**Requirements:**
Collect every line of the data below that contains the string "tree". Matches are case-sensitive.

Items from a data source:
####
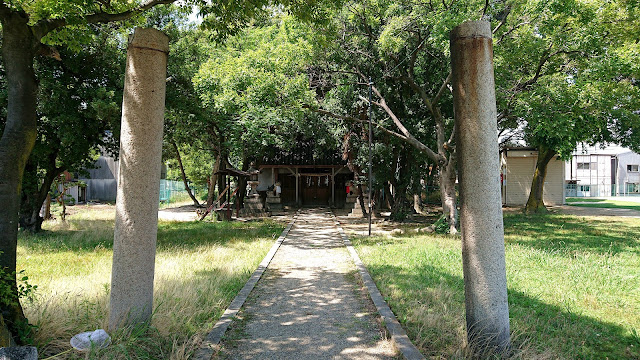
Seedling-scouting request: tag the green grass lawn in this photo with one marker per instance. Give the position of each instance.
(200, 266)
(604, 203)
(573, 285)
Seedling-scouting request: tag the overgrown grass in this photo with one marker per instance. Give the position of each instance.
(200, 267)
(573, 285)
(608, 204)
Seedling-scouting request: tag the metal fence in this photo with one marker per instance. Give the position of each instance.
(172, 191)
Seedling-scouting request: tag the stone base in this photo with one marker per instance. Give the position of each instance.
(274, 203)
(253, 207)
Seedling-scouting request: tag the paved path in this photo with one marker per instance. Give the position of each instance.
(308, 304)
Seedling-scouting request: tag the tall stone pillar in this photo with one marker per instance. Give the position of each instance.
(134, 244)
(481, 223)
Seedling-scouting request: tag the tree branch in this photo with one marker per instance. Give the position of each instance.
(442, 87)
(43, 27)
(5, 11)
(409, 138)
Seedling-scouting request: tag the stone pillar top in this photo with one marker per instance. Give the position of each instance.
(472, 29)
(147, 38)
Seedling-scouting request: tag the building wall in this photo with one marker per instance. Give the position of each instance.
(592, 174)
(518, 169)
(628, 181)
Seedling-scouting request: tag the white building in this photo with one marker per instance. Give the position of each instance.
(517, 168)
(602, 171)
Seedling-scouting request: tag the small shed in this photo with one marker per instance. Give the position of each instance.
(517, 168)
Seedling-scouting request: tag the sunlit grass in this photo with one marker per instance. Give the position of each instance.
(606, 203)
(574, 286)
(199, 269)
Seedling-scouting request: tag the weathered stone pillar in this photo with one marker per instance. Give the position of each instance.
(134, 245)
(481, 223)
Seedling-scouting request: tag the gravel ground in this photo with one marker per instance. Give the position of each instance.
(308, 305)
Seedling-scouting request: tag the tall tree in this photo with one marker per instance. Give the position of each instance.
(403, 48)
(77, 105)
(28, 30)
(565, 73)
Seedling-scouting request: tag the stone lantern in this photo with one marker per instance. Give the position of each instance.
(252, 183)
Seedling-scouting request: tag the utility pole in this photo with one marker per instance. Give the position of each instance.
(370, 135)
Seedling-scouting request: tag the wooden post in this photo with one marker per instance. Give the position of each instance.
(485, 282)
(333, 187)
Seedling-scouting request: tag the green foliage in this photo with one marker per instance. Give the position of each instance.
(254, 87)
(565, 71)
(25, 291)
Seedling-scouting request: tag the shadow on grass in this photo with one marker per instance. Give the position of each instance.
(567, 234)
(548, 329)
(608, 205)
(89, 235)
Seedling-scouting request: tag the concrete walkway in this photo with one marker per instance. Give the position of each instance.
(308, 304)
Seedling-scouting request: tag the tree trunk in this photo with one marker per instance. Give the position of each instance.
(213, 180)
(535, 203)
(47, 208)
(30, 218)
(417, 203)
(18, 51)
(387, 196)
(448, 193)
(184, 176)
(242, 184)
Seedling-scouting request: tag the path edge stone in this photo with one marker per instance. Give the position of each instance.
(208, 346)
(398, 335)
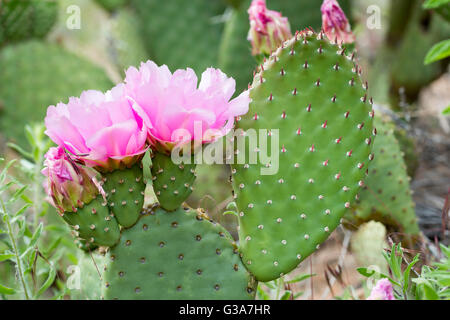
####
**Task answer:**
Seedling-scouting request: tag the tree branch in this photo with one marker per instance. Give the position of each instance.
Seedling-scouting request: tag the tall tree in this photo with one marker per instance. Give the position of each instance.
Seedling-scouting request: tag the tree trunk in this photo with one marker per instance. Give the position of each instance.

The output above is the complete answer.